» **Given instruction 1**
In the notebook on calculating true posteriors for a galaxy sample:
(a) Which engine wraps a normalizing flow from the pzflow package?
(b) Which notebook does it assume you have already read?
(c) On what date was it last run successfully?
» **Given instruction 2**
Write the next part of the notebook on calculating true posteriors for a galaxy sample, starting right after its last line.

# Using a Creator to Calculate True Posteriors for a Galaxy Sample

author: John Franklin Crenshaw, Sam Schmidt, Eric Charles, others...

last run successfully: April 26, 2023

This notebook demonstrates how to use a RAIL Engine to calculate true posteriors for galaxy samples drawn from the same Engine. Note that this notebook assumes you have already read through `degradation-demo.ipynb`.

Calculating posteriors is more complicated than drawing samples, because it requires more knowledge of the engine that underlies the Engine. In this example, we will use the same engine we used in Degradation demo: `FlowEngine` which wraps a normalizing flow from the [pzflow](https://github.com/jfcrenshaw/pzflow) package.

This notebook will cover three scenarios of increasing complexity:
1. [**Calculating posteriors without errors**](#NoErrors)
2. [**Calculating posteriors while convolving errors**](#ErrConv)
3. [**Calculating posteriors with missing bands**](#MissingBands)

In [None]:
import matplotlib.pyplot as plt
import numpy as np
import pandas as pd
from pzflow.examples import get_example_flow
from rail.creation.engines.flowEngine import FlowCreator, FlowPosterior
from rail.creation.degradation import (
    InvRedshiftIncompleteness,
    LineConfusion,
    LSSTErrorModel,
    QuantityCut,
)
from rail.core.data import TableHandle
from rail.core.stage import RailStage
from rail.core.utilStages import ColumnMapper

In [None]:
import pzflow
import os
flow_file = os.path.join(os.path.dirname(pzflow.__file__), 'example_files', 'example-flow.pzflow.pkl')

We'll start by setting up the Rail data store.  RAIL uses [ceci](https://github.com/LSSTDESC/ceci), which is designed for pipelines rather than interactive notebooks, the data store will work around that and enable us to use data interactively.  See the `rail/examples/goldenspike/goldenspike.ipynb` example notebook for more details on the Data Store.

In [None]:
DS = RailStage.data_store
DS.__class__.allow_overwrite = True

<a id="NoErrors"></a>
## 1. Calculating posteriors without errors

For a basic first example, let's make a Creator with no degradation and draw a sample.

» **Information provided**
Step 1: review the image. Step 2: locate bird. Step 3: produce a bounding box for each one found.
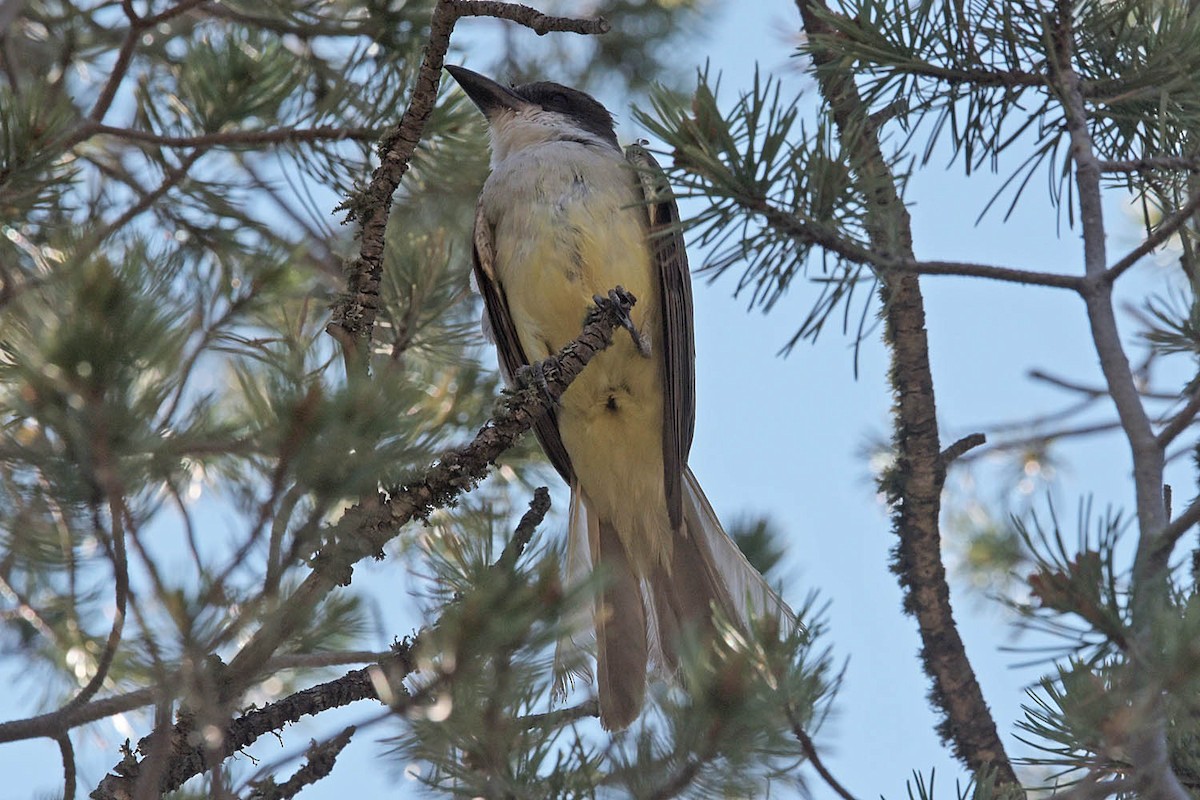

» **Written reply 1**
(a) `FlowEngine`
(b) `degradation-demo.ipynb`
(c) April 26, 2023

» **Written reply 2**
Note that the `FlowEngine.sample` method is handing back a `DataHandle`.  When talking to rail stages we can use this as though it were the underlying data and pass it as an argument.  This allows the rail stages to keep track of where their inputs are coming from.

In [None]:
n_samples=6
# create the FlowCreator
flowCreator = FlowCreator.make_stage(name='truth', model=flow_file, n_samples=n_samples)
# draw a few samples
samples_truth = flowCreator.sample(6, seed=0)

Now, let's calculate true posteriors for this sample. Note the important fact here: these are literally the true posteriors for the sample because pzflow gives us direct access to the probability distribution from which the sample was drawn!

When calculating posteriors, the Engine will always require `data`, which is a pandas DataFrame of the galaxies for which we are calculating posteriors (in out case the `samples_truth`). Because we are using a `FlowEngine`, we also must provide `grid`, because `FlowEngine` calculates posteriors over a grid of redshift values.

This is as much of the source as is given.